◆ Dataset records ◆

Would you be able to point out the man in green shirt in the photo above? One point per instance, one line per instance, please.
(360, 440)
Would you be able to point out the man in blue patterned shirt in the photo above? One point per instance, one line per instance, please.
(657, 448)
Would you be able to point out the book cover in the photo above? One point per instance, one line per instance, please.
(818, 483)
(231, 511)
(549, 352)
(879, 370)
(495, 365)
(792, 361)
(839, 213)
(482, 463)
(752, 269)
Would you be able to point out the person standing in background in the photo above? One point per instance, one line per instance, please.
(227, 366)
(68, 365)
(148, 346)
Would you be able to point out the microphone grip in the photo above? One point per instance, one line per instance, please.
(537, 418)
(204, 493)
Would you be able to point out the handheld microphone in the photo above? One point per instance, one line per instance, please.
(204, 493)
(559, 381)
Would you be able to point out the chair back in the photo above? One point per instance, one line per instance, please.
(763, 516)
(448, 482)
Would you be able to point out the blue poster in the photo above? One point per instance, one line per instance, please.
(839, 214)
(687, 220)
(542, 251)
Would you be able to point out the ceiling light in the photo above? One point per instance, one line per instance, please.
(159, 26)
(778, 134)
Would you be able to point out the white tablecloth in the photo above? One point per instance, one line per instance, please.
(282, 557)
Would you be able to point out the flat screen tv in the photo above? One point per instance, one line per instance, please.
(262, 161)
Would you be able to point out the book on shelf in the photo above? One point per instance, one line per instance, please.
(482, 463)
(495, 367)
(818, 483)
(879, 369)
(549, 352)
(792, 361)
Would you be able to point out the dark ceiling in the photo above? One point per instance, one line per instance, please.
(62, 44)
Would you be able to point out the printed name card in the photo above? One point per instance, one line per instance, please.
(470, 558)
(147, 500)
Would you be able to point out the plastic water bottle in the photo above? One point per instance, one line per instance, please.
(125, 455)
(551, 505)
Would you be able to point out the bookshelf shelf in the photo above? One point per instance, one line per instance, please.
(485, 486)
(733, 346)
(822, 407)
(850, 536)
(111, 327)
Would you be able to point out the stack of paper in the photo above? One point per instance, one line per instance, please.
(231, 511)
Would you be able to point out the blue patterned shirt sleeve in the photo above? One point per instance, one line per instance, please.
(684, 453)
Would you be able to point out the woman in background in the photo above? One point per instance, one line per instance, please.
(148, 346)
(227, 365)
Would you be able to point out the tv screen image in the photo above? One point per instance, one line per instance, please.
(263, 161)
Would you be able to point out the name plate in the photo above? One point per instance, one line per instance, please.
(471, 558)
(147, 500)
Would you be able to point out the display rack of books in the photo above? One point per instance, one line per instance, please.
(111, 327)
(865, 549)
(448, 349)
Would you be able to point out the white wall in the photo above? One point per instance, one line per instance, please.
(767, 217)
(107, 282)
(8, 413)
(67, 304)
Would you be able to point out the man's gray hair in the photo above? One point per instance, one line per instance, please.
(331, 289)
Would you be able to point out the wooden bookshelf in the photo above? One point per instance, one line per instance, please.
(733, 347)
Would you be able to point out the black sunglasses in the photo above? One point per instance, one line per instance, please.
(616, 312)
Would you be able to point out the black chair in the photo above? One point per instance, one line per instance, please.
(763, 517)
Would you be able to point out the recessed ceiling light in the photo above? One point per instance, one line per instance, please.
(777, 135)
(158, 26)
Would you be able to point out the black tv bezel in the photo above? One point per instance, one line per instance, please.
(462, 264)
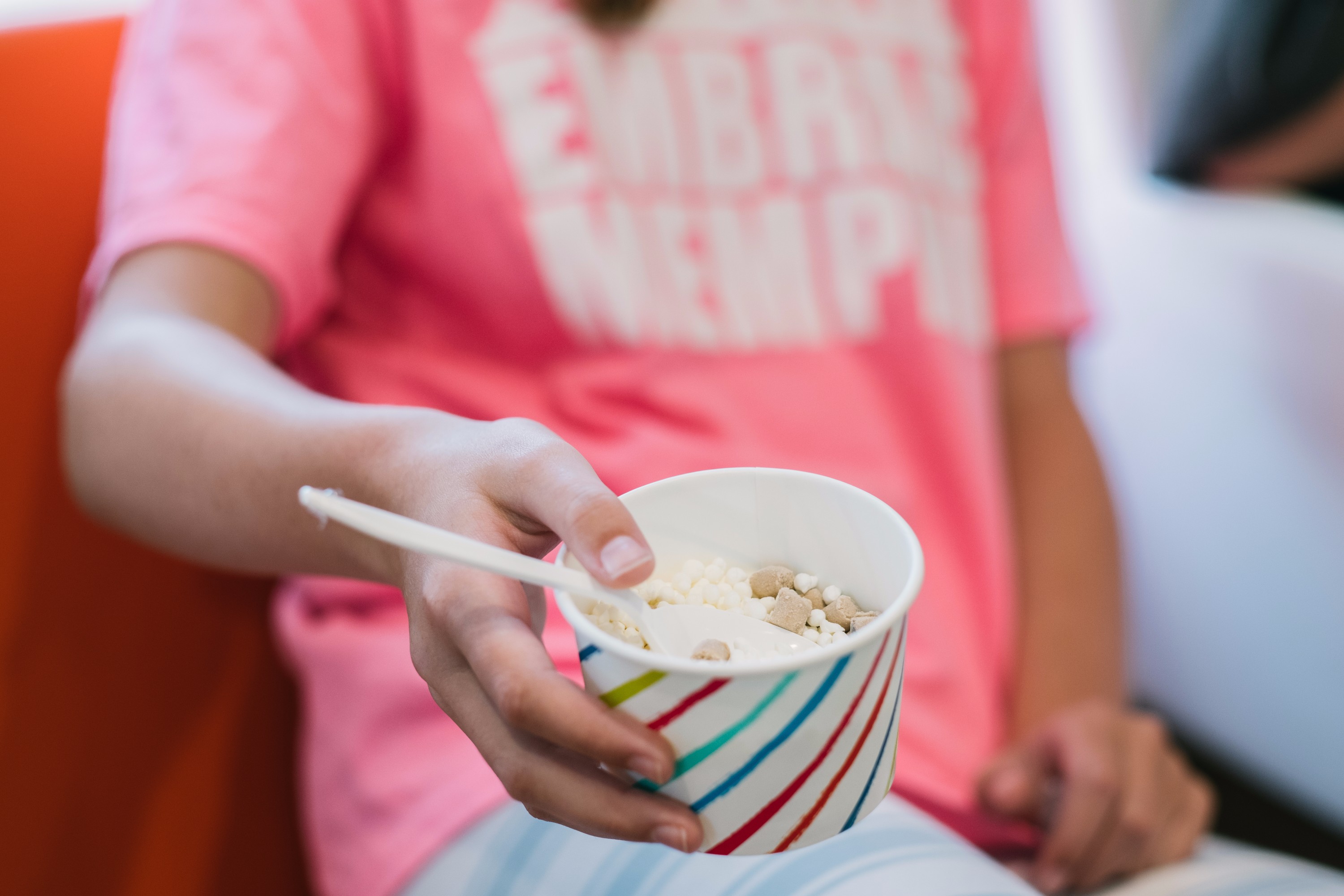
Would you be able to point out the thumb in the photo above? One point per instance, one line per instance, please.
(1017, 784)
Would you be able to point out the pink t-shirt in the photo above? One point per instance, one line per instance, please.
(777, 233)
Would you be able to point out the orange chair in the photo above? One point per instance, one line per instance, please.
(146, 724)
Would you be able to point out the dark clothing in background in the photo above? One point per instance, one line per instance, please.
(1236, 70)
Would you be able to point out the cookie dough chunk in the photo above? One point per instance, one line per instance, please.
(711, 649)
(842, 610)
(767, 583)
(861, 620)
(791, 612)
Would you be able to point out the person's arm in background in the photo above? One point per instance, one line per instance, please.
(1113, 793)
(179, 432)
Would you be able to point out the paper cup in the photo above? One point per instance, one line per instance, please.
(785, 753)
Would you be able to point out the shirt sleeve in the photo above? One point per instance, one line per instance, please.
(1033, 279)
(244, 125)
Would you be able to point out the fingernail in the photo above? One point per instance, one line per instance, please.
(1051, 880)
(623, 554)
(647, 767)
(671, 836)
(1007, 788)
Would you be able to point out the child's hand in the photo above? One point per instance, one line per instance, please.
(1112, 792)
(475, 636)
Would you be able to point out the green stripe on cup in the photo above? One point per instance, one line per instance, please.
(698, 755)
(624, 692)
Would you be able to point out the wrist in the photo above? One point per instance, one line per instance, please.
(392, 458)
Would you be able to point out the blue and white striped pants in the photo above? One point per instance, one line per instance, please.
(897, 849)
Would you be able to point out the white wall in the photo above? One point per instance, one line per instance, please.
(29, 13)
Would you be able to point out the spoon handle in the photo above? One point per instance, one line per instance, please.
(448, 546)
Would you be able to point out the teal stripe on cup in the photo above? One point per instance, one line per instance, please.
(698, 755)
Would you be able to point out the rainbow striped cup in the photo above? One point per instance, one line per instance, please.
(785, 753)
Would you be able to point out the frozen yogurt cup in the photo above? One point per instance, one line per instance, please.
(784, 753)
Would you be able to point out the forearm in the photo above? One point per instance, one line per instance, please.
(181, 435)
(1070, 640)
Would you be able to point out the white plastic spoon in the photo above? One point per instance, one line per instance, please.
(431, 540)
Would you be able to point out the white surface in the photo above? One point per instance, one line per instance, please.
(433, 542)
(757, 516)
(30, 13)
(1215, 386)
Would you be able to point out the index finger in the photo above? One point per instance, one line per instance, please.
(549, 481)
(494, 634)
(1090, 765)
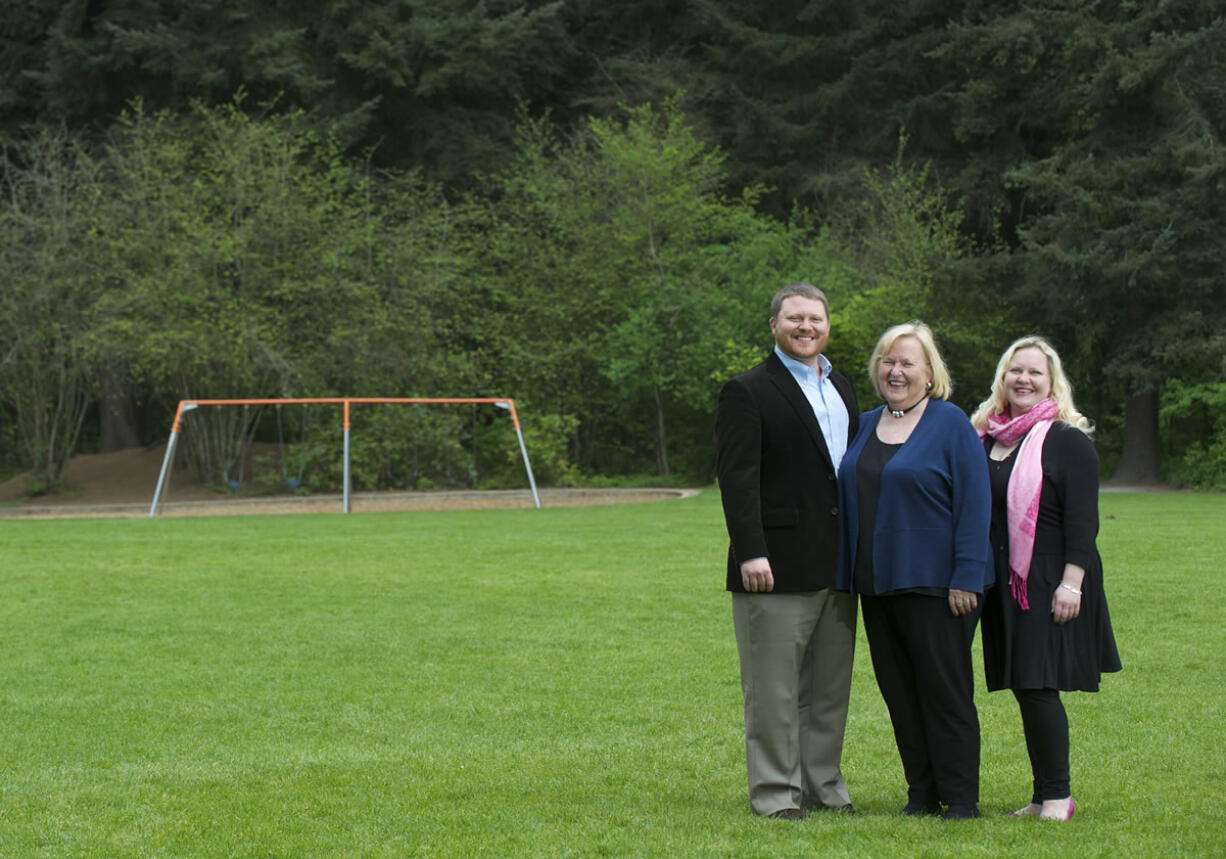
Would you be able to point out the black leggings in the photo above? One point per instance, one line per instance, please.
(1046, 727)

==

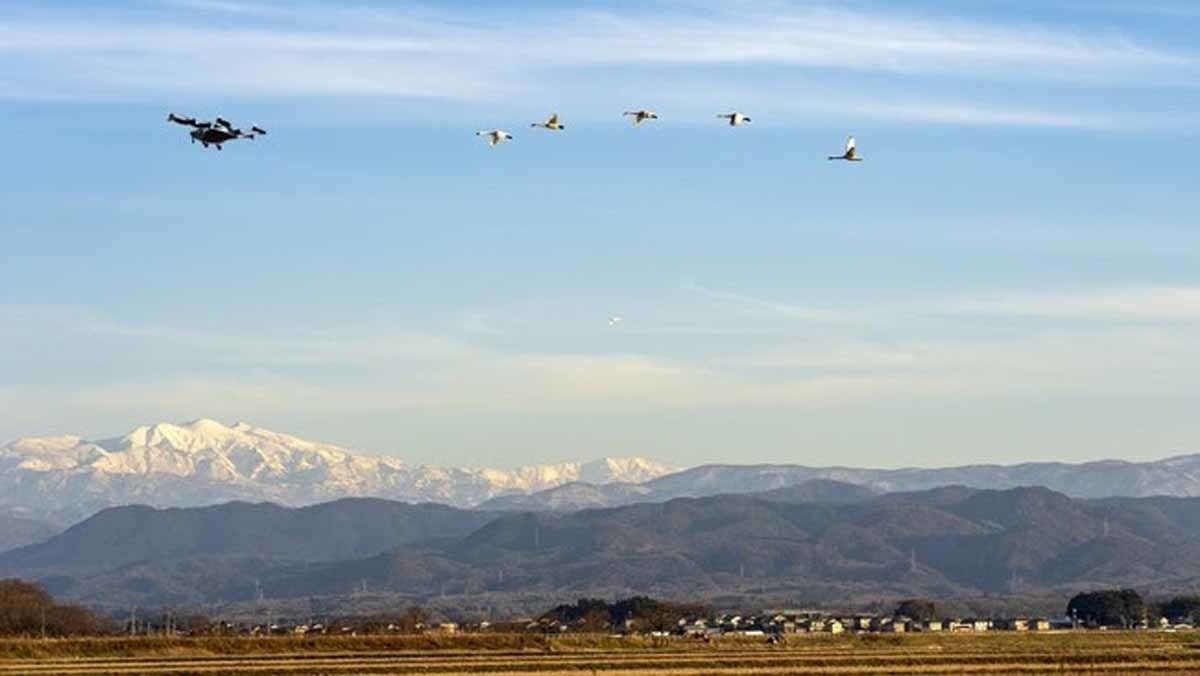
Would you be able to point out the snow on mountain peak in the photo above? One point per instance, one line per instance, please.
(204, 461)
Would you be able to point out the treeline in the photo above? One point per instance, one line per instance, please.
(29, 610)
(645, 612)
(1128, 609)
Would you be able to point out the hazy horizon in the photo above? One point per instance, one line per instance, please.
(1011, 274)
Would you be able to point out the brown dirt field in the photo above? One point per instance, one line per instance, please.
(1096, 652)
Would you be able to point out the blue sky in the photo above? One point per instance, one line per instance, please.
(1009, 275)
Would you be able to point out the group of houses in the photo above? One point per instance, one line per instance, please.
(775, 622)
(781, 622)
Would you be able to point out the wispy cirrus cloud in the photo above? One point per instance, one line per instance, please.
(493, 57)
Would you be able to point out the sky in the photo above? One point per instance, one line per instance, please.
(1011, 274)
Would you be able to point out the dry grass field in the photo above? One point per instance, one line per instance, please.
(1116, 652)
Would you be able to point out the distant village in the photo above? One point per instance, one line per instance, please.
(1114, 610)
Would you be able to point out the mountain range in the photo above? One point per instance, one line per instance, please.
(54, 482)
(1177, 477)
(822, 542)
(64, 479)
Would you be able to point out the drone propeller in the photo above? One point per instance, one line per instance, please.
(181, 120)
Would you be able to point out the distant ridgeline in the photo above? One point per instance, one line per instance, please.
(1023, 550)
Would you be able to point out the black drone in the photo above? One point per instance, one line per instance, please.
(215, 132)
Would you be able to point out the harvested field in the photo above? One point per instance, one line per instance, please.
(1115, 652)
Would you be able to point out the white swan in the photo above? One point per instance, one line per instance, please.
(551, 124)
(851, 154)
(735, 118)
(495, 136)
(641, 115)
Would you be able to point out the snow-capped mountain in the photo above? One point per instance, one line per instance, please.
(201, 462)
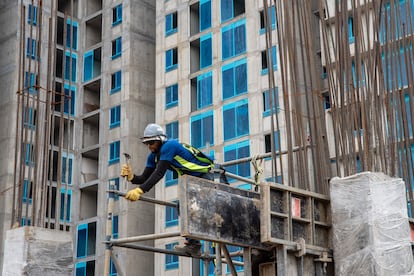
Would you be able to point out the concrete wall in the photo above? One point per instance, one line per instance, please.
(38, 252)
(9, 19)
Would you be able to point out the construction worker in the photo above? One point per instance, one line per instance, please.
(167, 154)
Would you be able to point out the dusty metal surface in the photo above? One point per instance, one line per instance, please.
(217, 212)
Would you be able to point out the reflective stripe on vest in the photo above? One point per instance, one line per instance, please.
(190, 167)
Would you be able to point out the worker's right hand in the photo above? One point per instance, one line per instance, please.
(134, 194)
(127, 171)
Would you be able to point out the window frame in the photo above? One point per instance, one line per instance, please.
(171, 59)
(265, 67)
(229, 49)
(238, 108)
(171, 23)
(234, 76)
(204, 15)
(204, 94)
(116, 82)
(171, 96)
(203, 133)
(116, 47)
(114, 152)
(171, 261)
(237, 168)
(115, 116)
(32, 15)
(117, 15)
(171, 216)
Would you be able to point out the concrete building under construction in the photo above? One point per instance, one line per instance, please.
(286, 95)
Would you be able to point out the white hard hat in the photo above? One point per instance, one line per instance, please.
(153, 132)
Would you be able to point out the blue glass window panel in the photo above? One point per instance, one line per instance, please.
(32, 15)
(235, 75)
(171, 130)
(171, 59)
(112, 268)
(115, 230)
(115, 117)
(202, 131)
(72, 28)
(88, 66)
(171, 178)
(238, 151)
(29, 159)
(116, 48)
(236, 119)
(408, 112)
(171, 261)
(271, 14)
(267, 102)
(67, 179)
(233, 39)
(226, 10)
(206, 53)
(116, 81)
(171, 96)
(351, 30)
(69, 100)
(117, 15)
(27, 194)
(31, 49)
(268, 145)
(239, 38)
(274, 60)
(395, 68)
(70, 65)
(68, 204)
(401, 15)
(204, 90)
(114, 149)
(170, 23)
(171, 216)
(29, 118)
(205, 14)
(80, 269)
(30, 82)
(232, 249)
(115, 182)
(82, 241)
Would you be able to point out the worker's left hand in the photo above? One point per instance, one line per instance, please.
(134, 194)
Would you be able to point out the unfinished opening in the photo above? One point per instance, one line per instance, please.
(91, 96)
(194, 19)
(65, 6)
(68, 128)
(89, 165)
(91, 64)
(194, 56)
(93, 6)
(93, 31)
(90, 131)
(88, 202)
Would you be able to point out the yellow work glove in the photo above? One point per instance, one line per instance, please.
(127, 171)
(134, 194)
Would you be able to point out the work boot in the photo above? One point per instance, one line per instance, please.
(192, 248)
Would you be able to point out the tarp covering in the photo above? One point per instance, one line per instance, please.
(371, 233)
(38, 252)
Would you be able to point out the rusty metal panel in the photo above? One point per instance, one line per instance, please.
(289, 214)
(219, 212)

◆ What to produce ◆
Count the lines above that contain the string "distant", matching case exactly. Reply with the number alone.

◆ Complete answer ◆
2